Records for the exercise →
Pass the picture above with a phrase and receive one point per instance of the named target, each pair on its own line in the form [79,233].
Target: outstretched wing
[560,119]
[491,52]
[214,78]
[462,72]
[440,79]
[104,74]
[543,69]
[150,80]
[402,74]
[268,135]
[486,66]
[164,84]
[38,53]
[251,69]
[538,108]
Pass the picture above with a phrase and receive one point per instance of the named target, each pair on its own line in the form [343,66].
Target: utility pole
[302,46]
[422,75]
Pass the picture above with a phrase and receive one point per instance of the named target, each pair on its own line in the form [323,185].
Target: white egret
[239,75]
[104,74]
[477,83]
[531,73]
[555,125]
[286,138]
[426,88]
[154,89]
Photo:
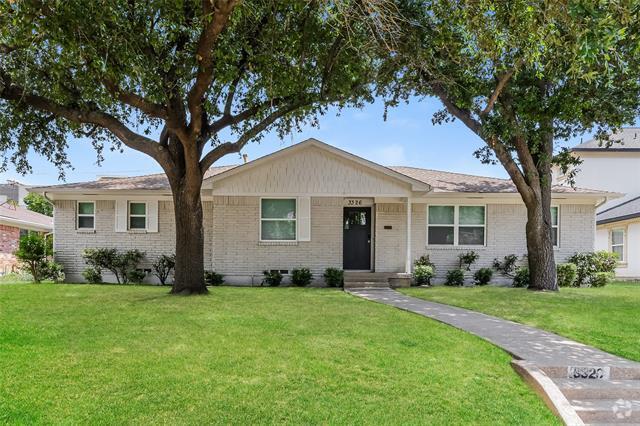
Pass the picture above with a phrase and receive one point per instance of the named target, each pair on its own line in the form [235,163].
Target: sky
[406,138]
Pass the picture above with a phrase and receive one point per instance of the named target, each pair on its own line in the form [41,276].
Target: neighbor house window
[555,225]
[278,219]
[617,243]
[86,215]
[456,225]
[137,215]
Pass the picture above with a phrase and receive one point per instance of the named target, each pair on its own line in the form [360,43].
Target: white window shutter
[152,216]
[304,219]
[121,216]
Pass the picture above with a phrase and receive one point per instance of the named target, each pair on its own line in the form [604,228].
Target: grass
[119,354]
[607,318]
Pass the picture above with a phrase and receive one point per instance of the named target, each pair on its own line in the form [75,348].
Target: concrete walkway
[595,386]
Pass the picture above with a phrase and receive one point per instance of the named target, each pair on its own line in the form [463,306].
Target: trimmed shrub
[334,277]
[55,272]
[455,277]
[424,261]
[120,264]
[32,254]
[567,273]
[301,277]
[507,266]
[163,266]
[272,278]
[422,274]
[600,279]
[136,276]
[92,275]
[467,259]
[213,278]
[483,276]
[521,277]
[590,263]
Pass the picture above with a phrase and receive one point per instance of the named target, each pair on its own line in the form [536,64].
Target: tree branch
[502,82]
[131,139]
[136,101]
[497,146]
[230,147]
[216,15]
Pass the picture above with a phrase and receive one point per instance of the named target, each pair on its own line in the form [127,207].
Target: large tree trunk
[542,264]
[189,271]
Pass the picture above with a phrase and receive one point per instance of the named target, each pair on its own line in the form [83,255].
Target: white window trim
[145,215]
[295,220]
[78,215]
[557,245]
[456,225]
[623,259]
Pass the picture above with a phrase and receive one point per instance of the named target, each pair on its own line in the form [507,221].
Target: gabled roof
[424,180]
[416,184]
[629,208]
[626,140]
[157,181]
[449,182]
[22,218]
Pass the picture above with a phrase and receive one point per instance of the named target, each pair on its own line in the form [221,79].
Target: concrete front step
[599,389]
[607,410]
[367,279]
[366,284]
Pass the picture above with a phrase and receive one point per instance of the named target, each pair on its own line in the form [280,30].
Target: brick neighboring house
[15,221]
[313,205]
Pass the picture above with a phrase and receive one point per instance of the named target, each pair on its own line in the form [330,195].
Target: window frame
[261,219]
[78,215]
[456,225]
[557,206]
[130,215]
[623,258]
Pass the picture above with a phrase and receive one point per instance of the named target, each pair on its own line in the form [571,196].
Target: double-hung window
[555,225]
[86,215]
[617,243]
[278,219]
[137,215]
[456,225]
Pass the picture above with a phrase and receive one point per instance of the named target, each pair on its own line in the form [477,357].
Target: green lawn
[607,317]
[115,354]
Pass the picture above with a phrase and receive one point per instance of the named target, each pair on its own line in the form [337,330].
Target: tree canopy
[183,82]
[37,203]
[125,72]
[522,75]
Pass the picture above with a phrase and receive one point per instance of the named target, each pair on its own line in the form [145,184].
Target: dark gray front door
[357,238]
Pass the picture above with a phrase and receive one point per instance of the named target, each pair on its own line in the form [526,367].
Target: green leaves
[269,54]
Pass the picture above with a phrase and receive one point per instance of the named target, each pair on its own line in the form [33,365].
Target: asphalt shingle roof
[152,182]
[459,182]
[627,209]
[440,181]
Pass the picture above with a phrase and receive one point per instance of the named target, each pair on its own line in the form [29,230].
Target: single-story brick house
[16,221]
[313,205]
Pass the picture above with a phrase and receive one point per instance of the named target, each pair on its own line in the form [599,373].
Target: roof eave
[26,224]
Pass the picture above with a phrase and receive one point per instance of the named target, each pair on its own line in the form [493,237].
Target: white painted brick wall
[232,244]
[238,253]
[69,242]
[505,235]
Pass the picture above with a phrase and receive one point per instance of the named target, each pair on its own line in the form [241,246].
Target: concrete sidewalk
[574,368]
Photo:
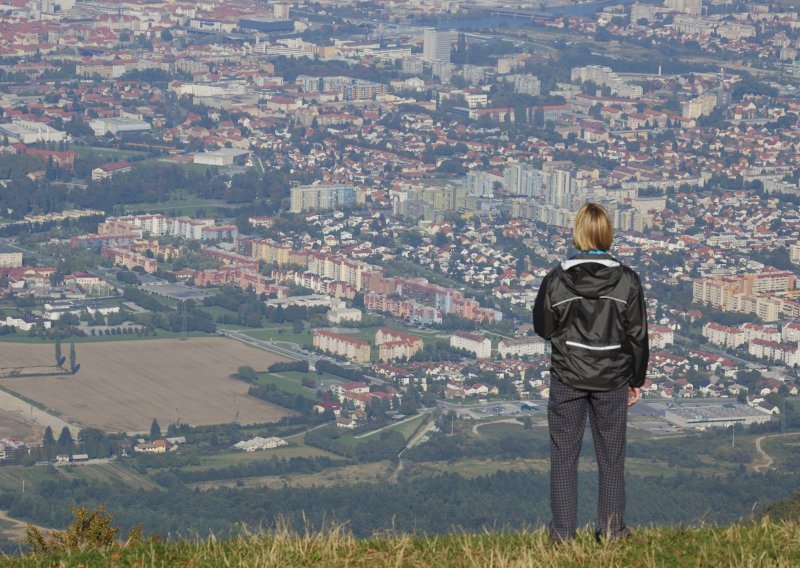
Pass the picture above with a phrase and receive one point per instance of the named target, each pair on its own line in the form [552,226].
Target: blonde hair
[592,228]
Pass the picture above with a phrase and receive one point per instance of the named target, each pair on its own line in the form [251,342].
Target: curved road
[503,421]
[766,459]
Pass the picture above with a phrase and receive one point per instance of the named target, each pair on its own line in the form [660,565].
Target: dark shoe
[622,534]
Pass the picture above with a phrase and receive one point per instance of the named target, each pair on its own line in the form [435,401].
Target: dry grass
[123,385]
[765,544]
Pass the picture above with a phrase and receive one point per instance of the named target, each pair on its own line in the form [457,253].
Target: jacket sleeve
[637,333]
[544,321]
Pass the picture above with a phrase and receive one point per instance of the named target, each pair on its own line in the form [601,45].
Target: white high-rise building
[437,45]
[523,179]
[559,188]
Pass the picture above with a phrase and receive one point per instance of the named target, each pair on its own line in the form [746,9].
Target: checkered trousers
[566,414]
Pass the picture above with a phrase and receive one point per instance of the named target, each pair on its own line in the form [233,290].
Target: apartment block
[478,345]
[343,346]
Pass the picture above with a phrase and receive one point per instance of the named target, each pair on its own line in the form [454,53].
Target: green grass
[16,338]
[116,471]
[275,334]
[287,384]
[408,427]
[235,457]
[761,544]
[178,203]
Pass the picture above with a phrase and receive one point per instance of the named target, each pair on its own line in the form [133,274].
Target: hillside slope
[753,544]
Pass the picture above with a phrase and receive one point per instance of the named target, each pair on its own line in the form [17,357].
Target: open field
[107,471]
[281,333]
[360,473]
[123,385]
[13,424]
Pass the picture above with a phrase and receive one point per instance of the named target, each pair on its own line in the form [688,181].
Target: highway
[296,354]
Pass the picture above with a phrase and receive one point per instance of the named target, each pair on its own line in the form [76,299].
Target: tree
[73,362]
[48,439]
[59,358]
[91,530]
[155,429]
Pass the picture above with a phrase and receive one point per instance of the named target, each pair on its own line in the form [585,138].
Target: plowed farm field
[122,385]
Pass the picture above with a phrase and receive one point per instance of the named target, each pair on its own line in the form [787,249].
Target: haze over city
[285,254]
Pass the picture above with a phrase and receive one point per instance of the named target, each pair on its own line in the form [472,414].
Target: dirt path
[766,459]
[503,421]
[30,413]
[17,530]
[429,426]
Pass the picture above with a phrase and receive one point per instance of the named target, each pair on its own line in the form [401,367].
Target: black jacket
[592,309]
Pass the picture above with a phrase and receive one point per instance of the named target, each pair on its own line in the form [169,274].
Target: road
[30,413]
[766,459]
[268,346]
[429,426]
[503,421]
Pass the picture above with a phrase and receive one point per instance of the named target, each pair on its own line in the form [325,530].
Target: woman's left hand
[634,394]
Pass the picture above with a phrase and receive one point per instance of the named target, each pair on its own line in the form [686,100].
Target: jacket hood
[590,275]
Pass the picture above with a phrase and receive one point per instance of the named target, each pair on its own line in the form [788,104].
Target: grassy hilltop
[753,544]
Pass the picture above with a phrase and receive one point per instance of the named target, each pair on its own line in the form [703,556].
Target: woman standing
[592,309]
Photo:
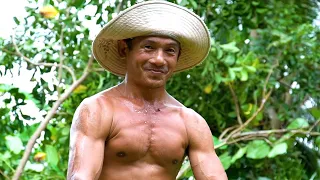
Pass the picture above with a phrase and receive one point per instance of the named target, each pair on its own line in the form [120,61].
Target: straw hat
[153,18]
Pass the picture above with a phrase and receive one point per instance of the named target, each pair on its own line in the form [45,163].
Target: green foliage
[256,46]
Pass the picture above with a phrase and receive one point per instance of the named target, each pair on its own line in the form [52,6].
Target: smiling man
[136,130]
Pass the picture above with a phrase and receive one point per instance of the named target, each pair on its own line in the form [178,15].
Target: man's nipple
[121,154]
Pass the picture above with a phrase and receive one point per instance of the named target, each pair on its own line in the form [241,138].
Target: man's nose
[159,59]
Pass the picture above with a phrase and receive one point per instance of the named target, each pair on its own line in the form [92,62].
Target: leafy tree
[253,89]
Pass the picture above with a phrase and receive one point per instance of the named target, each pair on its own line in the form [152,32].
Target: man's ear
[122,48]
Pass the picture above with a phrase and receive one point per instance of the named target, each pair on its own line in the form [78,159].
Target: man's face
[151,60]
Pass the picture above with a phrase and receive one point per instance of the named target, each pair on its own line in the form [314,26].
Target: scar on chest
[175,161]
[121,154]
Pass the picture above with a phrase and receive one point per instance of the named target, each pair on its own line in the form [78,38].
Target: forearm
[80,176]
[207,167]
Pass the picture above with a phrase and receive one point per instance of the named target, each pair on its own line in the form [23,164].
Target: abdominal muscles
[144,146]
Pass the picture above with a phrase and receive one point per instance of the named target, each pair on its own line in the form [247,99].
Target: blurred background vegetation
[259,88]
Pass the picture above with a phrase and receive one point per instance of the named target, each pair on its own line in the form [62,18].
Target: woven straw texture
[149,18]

What you will do → Repeat exactly the lines above, from the line that contains "Target: white egret" down through the line that contains "the form [604,228].". Include both of those lines and none of the pictures.

Solution to this exercise →
Target: white egret
[239,75]
[104,74]
[477,83]
[531,73]
[555,125]
[286,138]
[426,88]
[154,89]
Photo:
Pass the picture above with a phrase and receive one point per instance of the named target, each pair on its own line in the form [235,163].
Target: sky
[406,138]
Pass the picture above with a phrase and receive one point per instance of the named target, each pair on its own line in the form [41,276].
Target: neighbor house window
[555,225]
[278,219]
[617,243]
[86,215]
[456,225]
[137,215]
Pass the picture above with a phrase and receive one point per instance of the named target, each pair on its own line in the form [360,43].
Target: white window shutter
[152,216]
[304,219]
[121,216]
Pass the picture above with a phrase and receive one point per instance of the named target, each pair on its own line in the form [604,228].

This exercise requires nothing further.